▶ GIVEN REQUEST: Copy each of the following rows word for word.

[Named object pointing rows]
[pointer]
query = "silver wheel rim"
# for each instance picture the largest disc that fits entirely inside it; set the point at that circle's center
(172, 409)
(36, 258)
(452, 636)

▶ THE RESPONSE:
[pointer]
query = "silver wheel rim"
# for each instance picture the largest disc that fits entirely inside it; set the point at that circle's center
(172, 409)
(36, 258)
(452, 636)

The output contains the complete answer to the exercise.